Required work -
A: Duplicate the part of the article on Jason Rezaian's charges that opens with the words containing "The specifics of" and closes with "ease international sanctions.".
B: List every person named in the article on Jason Rezaian's charges.

Excerpted passage -
Washington Post reporter Jason Rezaian, shown at the newspaper in this Nov. 6, 2013, photo, has been officially charged in Tehran after being detained for months, a source familiar with the case said. (Zoeann Murphy/AP)

Jason Rezaian, a Washington Post reporter who has been detained in Iran for more than four months, was officially charged Saturday in a day-long proceeding in a Tehran courtroom, according to a source familiar with the case.

The specifics of the charges are still unknown, at least to those not present in the courtroom. The court appearance came two days after word arrived in the West that Rezaian’s detention has been extended until mid-January because the investigation against him is continuing.

The charges were the first lodged since Rezaian, an Iranian American who holds dual citizenship, was arrested July 22. His family has hired a lawyer for him, but the attorney has not been permitted to visit him. The State Department has repeatedly raised the case of Rezaian, and other Americans jailed in Iran, during lengthy talks with the Tehran government about a deal to curb Iran’s nuclear capacity and ease international sanctions.

The source said Rezaian spent about 10 hours in court Saturday while a judge reviewed his case. A translator accompanied Rezaian, who does not read Farsi, said the source, speaking on the condition of anonymity because of the sensitivity of the case. Rezaian signed a document saying he understood that he was being charged, the source said.

The proceedings appear to dash any hope that Rezaian could be freed in the near future. It could take as long as a month for the charges to be delivered to the full court, which would then set a trial date, the source said.

Theoretically, at that point Rezaian’s attorney would be permitted to review the charges and might be allowed to speak with his client, the source said.

Secretary of State John F. Kerry, in a statement issued early Sunday, said that the “Iranian government continues to deny our repeated requests for Consular Access to Jason by our Protecting Power, the Swiss, so we are unable to check on his condition or ensure adequate legal representation.”

Kerry said he had “repeatedly raised Jason’s case, and the other cases of detained or missing U.S. citizens, directly with Iranian officials.

Source material -
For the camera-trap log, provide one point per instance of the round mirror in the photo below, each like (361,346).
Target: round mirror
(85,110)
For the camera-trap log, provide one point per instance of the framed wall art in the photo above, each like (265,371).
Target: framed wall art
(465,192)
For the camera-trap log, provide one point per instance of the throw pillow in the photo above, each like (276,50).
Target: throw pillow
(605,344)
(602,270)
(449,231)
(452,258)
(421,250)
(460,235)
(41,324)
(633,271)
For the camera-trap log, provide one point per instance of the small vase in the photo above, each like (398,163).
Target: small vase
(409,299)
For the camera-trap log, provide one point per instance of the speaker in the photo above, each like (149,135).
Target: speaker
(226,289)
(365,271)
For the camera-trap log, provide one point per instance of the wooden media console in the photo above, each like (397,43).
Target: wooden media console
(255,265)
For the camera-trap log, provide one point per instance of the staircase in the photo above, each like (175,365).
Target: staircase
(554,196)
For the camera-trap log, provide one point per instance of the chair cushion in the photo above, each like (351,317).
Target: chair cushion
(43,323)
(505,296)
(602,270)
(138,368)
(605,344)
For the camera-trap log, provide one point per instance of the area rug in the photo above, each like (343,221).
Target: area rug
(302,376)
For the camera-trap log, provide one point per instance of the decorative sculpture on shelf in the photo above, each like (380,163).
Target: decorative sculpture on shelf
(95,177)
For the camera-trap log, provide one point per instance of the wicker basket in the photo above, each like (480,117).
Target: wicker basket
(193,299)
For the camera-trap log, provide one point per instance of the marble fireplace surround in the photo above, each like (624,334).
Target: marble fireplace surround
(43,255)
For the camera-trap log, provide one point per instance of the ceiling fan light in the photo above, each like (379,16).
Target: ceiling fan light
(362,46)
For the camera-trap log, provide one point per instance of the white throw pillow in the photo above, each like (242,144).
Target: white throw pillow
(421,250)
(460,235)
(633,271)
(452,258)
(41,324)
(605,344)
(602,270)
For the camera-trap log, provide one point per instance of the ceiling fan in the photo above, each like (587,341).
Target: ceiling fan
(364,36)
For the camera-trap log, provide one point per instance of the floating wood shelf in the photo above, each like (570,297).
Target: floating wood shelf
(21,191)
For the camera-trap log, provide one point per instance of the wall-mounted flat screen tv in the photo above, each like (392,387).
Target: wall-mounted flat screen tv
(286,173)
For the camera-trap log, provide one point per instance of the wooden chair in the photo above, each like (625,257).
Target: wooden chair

Answers by task -
A:
The specifics of the charges are still unknown, at least to those not present in the courtroom. The court appearance came two days after word arrived in the West that Rezaian’s detention has been extended until mid-January because the investigation against him is continuing.

The charges were the first lodged since Rezaian, an Iranian American who holds dual citizenship, was arrested July 22. His family has hired a lawyer for him, but the attorney has not been permitted to visit him. The State Department has repeatedly raised the case of Rezaian, and other Americans jailed in Iran, during lengthy talks with the Tehran government about a deal to curb Iran’s nuclear capacity and ease international sanctions.

B:
Jason Rezaian
Zoeann Murphy
John F. Kerry